Rows of box annotation data
★ ★ ★ ★ ★ ★ ★

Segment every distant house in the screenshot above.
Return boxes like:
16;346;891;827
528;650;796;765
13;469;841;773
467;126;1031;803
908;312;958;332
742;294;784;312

★ ★ ★ ★ ★ ★ ★

→ WORK REQUIRED
Please repeat all the items, substituting "faraway" for "distant" and leaving everything else unchanged.

→ REPLY
Segment every faraway house in the screenshot above.
Return boxes like:
16;346;891;827
528;650;796;765
13;469;841;773
467;126;1031;803
908;312;958;332
742;294;784;312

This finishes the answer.